# [Given text]
******************************

In the wake of last month's stock market collapse, Rep. Tony Coelho, majority whip, circulated a ''Dear Colleague'' letter discussing how the affirmative action taken by the Roose-velt administration in its historic ''First 100 Days'' not only resuscitated the U.S. economy in 1933 but has saved our collective bacon in 1987. In this, Rep. Coelho has a point. Without the safety and soundness net woven around the nation's banking and securities industries by President Roosevelt and his successors, history might have repeated itself.
It was right in 1933 for a Glass-Steagall wall to be constructed between the banking and securities industries. It is bad in 1987 to keep an impermeable wall in place. Those who advocate competitive equality for the financial services industry do not support a return to the wholesale free-for-all that led to the market's collapse in 1929. Rather, they would like to penetrate the Glass-Steagall wall to strengthen financial institutions' ability to compete effectively, while enhancing existing statutory and regulatory safeguards and strengthening a supervisory net that will prevent the conflicts of interest and insider abuse of the 1920s.

******************************

# [Dataset excerpts]
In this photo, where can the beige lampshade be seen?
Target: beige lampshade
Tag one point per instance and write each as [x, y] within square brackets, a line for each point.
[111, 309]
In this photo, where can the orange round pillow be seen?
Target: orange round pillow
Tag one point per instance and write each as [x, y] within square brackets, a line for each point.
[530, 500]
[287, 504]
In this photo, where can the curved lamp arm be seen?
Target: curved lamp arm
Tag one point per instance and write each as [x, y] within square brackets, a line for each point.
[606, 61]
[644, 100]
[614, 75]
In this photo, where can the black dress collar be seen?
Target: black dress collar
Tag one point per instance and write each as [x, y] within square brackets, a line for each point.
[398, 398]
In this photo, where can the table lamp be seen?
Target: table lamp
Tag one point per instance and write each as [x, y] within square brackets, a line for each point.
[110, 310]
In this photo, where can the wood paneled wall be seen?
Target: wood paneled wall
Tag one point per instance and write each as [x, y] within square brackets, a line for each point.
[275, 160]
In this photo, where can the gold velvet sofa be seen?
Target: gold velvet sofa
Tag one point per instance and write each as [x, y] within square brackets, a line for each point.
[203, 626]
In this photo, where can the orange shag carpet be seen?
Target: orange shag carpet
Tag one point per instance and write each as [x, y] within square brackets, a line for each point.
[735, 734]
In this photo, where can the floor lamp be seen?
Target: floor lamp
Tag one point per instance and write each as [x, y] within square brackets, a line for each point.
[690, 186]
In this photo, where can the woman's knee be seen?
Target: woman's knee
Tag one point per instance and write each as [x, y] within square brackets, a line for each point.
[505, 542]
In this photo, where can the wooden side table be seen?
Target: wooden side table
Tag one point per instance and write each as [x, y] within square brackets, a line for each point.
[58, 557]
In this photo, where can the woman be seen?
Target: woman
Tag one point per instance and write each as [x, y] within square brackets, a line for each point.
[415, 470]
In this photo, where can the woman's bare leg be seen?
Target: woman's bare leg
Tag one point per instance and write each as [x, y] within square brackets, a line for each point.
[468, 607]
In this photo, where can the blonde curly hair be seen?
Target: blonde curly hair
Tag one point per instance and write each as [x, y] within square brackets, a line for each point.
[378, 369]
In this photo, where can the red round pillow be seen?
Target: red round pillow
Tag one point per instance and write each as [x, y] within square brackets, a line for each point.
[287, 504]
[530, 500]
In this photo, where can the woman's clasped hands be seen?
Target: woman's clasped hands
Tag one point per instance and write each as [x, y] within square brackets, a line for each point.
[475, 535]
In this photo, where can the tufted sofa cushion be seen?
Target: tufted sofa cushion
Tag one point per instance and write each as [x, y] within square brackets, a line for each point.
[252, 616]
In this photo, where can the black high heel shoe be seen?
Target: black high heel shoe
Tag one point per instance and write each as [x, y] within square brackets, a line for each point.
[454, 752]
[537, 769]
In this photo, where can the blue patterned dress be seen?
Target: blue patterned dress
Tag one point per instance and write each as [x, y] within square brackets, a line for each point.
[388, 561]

******************************

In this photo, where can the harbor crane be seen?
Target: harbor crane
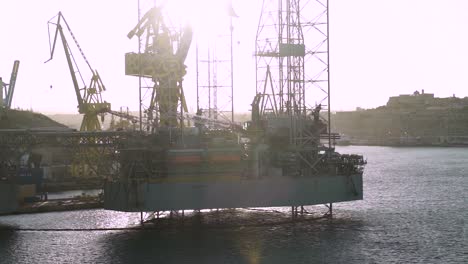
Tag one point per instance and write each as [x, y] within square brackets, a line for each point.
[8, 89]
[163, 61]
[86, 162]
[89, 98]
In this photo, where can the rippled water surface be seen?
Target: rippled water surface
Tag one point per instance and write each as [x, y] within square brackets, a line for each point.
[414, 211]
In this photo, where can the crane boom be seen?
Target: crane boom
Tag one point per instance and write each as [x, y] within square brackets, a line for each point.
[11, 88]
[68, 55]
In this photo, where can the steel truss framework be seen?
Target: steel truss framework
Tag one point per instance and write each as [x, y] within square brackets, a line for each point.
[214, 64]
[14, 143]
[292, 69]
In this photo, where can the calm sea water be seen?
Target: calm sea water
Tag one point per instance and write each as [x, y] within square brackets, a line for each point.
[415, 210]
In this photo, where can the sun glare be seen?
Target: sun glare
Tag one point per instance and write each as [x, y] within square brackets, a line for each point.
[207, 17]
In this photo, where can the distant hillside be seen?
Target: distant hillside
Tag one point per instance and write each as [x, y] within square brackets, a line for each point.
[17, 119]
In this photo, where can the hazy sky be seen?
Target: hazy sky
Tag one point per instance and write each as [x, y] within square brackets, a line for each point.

******************************

Return the text on the Glass-Steagall wall word for word, starting at "It was right" and ending at "of the 1920s.". The entries above aren't needed for anything here.

It was right in 1933 for a Glass-Steagall wall to be constructed between the banking and securities industries. It is bad in 1987 to keep an impermeable wall in place. Those who advocate competitive equality for the financial services industry do not support a return to the wholesale free-for-all that led to the market's collapse in 1929. Rather, they would like to penetrate the Glass-Steagall wall to strengthen financial institutions' ability to compete effectively, while enhancing existing statutory and regulatory safeguards and strengthening a supervisory net that will prevent the conflicts of interest and insider abuse of the 1920s.